Problems to work on
(1) Decide whether each statement agrees with the article about helping kids dream, answering yes or no and quoting the deciding words: (a) the student who wasn't writing first answered with the single word "Nothing"; (b) the study appeared in The Annals of Behavioral Medicine in 2015; (c) participants who engaged in hobbies were 18 percent less stressed.
(2) Rewrite the paragraph of the article about helping kids dream that starts "How many students sit in our classrooms" in a shorter form, keeping its main points.
(3) Repeat the part of the article about helping kids dream that begins at the words "A 2015 study" and stops after "hard to encourage.".

Source extract
_____
Helping Kids Dream Without Barriers
Helping Kids Dream Without Barriers
by Amie Dean, Behavioral Consultant and Author of There’s No Dream Too Tall
Early in my teaching career, I asked one of my 9th-grade classes to write about what they wanted to do after high school – a pretty typical journal prompt in an English class. One of my students wasn’t writing, so I quietly asked him what he wanted to do. He gave me a depressing one-word answer, “Nothing.” I thought maybe I was putting too much pressure on him with the question, so I tried to make it less daunting and more fun. I asked him if he had no barriers, nothing in his way, what was his big dream? His sad, flat answer has never left me. “I don’t dream.”
How many students sit in our classrooms on a daily basis scared to dream? Focused on why they can’t, or shouldn’t, dare? I have spent my career trying to convince them otherwise. As the adults who inspire and encourage them to believe, we must help children understand that every dream, big or small, has value and a place in the world. We can guide them to find a purpose to match their passions, and then help them begin the journey toward those dreams.
A 2015 study published in The Annals of Behavioral Medicine found that “pursuing your passion both lowers stress and contributes to greater happiness overall. Researchers found that participants who engaged in hobbies were 34 percent less stressed and 18 percent less sad during the activities, as well as for some time after.” It seems our children’s happiness as they grow up and leave the nest is a top priority for many parents, yet adults are often a big unintentional barrier to the very happiness they’ve worked so hard to encourage.
_____
Record extracts
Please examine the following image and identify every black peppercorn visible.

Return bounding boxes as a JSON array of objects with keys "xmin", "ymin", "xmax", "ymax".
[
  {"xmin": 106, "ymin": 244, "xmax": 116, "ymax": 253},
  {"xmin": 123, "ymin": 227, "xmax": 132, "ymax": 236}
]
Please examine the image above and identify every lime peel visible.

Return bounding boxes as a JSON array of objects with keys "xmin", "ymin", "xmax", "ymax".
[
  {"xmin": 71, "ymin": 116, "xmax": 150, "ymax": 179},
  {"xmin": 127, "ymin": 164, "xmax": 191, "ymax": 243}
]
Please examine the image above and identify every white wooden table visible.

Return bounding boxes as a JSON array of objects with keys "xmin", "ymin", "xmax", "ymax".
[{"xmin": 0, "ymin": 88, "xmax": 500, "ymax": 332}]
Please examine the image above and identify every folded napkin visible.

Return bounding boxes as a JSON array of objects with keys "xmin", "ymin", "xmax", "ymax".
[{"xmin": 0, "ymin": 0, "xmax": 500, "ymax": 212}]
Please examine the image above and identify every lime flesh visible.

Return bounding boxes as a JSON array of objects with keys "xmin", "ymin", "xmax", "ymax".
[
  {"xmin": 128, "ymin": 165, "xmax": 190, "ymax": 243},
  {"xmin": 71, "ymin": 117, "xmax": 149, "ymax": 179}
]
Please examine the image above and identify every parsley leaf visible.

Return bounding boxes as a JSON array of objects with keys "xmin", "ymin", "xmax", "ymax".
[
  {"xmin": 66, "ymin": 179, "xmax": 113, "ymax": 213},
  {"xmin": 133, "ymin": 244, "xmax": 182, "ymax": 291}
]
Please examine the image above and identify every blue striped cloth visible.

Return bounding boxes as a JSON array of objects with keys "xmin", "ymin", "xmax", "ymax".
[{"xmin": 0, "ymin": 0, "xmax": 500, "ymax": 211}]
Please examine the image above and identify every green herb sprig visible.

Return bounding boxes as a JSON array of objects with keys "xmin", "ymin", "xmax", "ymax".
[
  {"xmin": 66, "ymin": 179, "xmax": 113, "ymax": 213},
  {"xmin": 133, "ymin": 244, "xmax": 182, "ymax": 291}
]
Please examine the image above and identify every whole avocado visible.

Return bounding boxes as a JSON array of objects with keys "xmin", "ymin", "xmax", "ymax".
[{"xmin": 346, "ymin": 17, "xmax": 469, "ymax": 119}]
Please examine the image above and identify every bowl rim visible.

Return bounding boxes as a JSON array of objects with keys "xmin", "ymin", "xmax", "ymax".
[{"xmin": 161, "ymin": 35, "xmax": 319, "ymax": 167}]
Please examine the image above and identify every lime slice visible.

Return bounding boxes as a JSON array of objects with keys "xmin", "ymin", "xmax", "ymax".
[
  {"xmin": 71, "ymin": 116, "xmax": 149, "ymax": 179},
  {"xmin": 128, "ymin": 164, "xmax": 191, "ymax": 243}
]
_____
Answers in order
(1)
(a) Yes: "He gave me a depressing one-word answer, “Nothing.”"
(b) Yes: "A 2015 study published in The Annals of Behavioral Medicine"
(c) No: "participants who engaged in hobbies were 34 percent less stressed and 18 percent less sad during the activities"

(2) Many students are afraid to dream and focus on why they can't. The author has spent a career trying to change that. Adults should help children see that every dream, big or small, has value. They can guide children toward a purpose that matches their passions and help them start working toward those dreams.

(3)
A 2015 study published in The Annals of Behavioral Medicine found that “pursuing your passion both lowers stress and contributes to greater happiness overall. Researchers found that participants who engaged in hobbies were 34 percent less stressed and 18 percent less sad during the activities, as well as for some time after.” It seems our children’s happiness as they grow up and leave the nest is a top priority for many parents, yet adults are often a big unintentional barrier to the very happiness they’ve worked so hard to encourage.